Problem details ▸
Rescale the stretch from the line containing "trace the outline of every instance of the baby's" through the end of the material, copying every line, requests included. Multiply each coordinate in the path outlines by 1.3 and round to whole numbers, with halves rounding up.

Data shown ▸
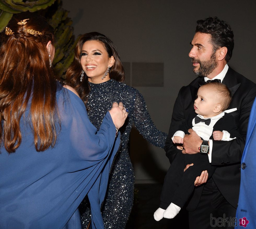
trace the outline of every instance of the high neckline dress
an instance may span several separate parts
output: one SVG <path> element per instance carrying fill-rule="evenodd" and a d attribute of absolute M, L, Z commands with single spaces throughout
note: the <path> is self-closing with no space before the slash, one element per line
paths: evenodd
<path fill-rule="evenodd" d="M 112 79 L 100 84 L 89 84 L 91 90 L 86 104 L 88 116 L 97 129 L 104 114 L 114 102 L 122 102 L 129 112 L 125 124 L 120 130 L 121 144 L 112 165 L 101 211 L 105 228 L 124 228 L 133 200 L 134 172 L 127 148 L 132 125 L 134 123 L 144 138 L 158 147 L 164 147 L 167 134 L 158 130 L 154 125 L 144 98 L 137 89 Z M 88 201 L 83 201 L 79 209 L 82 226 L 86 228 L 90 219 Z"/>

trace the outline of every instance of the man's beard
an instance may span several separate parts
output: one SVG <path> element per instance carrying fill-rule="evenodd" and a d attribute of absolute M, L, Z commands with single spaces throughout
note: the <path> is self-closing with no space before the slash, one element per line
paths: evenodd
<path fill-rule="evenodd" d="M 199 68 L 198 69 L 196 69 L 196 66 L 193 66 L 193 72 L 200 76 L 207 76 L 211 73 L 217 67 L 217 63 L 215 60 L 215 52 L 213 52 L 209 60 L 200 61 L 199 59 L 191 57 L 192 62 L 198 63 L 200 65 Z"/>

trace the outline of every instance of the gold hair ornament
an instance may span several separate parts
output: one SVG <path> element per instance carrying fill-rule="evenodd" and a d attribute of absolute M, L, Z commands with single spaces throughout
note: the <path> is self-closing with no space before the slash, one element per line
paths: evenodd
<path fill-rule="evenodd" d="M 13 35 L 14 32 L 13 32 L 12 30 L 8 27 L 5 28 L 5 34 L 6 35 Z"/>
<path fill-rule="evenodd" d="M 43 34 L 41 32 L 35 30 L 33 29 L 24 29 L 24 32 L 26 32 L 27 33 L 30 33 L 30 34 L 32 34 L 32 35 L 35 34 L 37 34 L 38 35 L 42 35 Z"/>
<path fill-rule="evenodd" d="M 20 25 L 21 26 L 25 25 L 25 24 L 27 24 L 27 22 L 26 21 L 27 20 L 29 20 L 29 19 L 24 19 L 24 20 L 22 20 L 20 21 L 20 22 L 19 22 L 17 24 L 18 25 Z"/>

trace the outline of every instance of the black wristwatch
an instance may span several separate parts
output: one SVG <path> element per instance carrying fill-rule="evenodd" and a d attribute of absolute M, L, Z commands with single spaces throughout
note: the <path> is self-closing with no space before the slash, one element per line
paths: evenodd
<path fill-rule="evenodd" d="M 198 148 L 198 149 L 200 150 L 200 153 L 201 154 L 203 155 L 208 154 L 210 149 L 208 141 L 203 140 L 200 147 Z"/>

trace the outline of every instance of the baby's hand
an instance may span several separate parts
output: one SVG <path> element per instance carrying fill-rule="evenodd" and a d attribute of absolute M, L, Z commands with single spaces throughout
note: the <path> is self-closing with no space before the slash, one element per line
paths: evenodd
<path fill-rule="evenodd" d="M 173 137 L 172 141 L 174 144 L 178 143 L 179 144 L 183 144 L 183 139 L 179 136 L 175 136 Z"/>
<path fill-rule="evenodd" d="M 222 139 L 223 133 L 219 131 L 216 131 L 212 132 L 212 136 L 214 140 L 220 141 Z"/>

Exercise output ▸
trace the outline of every instance of the baby's hand
an instance may span several separate parts
output: one SVG <path> element per instance carrying fill-rule="evenodd" and a d attribute of absolute M, L, Z commands with single spaces throughout
note: the <path> is self-closing with no space before the slash, one element per line
paths: evenodd
<path fill-rule="evenodd" d="M 225 178 L 224 183 L 226 187 L 231 186 L 233 187 L 238 187 L 238 181 L 233 177 L 228 177 Z"/>
<path fill-rule="evenodd" d="M 289 181 L 290 173 L 285 170 L 281 170 L 276 172 L 276 177 L 278 182 L 286 183 Z"/>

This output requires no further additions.